THE REQUEST:
Rewrite everything from the line containing "Objective — one dot per instance of the dry" down to the end of the records, changing each "dot" to "marker" and keeping all else the same. Leave the pictures out of your answer.

(Pointing records)
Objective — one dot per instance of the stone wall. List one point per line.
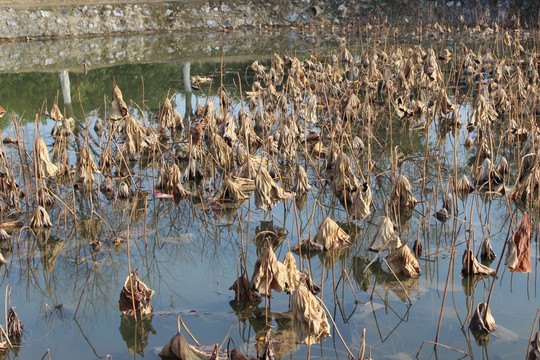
(30, 22)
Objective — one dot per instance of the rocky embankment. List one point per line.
(45, 21)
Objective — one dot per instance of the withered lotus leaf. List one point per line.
(486, 251)
(310, 321)
(41, 218)
(362, 199)
(118, 106)
(402, 194)
(518, 257)
(482, 321)
(137, 301)
(385, 237)
(301, 181)
(15, 326)
(403, 262)
(331, 236)
(44, 166)
(179, 349)
(471, 266)
(269, 274)
(267, 191)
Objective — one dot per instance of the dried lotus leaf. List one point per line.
(471, 266)
(464, 187)
(385, 237)
(267, 191)
(138, 301)
(301, 185)
(482, 322)
(44, 166)
(40, 219)
(518, 257)
(179, 349)
(401, 193)
(269, 274)
(362, 199)
(331, 236)
(403, 262)
(486, 251)
(310, 321)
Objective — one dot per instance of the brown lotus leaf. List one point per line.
(403, 262)
(385, 237)
(56, 114)
(362, 199)
(402, 194)
(243, 290)
(269, 274)
(301, 185)
(179, 349)
(15, 326)
(518, 257)
(137, 301)
(293, 275)
(267, 191)
(344, 179)
(471, 266)
(118, 106)
(331, 236)
(40, 219)
(482, 321)
(486, 251)
(464, 187)
(44, 166)
(310, 321)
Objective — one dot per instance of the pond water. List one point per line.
(66, 294)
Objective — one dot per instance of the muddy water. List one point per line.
(66, 294)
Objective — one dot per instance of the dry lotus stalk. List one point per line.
(138, 301)
(486, 251)
(385, 237)
(40, 218)
(482, 322)
(518, 257)
(123, 191)
(362, 199)
(344, 179)
(179, 349)
(269, 274)
(471, 266)
(267, 191)
(331, 236)
(15, 326)
(464, 187)
(44, 166)
(301, 185)
(4, 236)
(403, 262)
(310, 321)
(118, 106)
(243, 290)
(232, 190)
(402, 194)
(534, 353)
(293, 275)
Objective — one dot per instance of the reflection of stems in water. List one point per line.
(85, 338)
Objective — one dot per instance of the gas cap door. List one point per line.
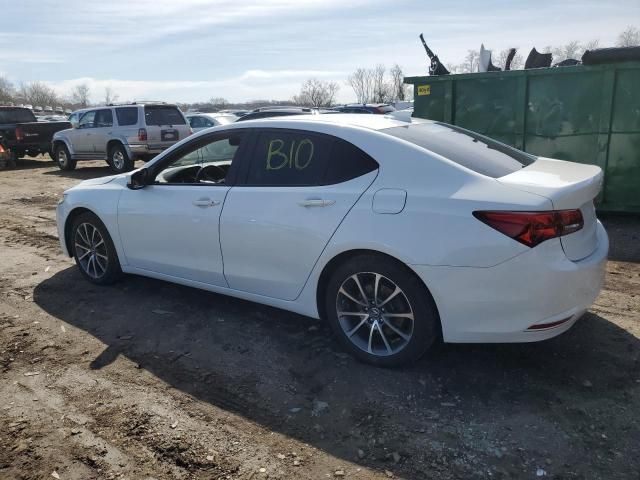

ANSWER TO THIS EXERCISE:
Objective — one marker per instance of the dry lotus stalk. List one point per line.
(138, 301)
(486, 251)
(385, 237)
(40, 218)
(482, 322)
(518, 257)
(123, 191)
(362, 199)
(344, 179)
(179, 349)
(269, 274)
(471, 266)
(267, 191)
(331, 236)
(15, 326)
(464, 187)
(44, 166)
(301, 185)
(4, 236)
(403, 262)
(310, 321)
(118, 106)
(243, 290)
(232, 190)
(402, 194)
(534, 353)
(293, 275)
Objective — one marker per instance of the reflection of stems in water. List one point per line.
(85, 338)
Objective — one marker per instance of the gas cap door. List one point per line.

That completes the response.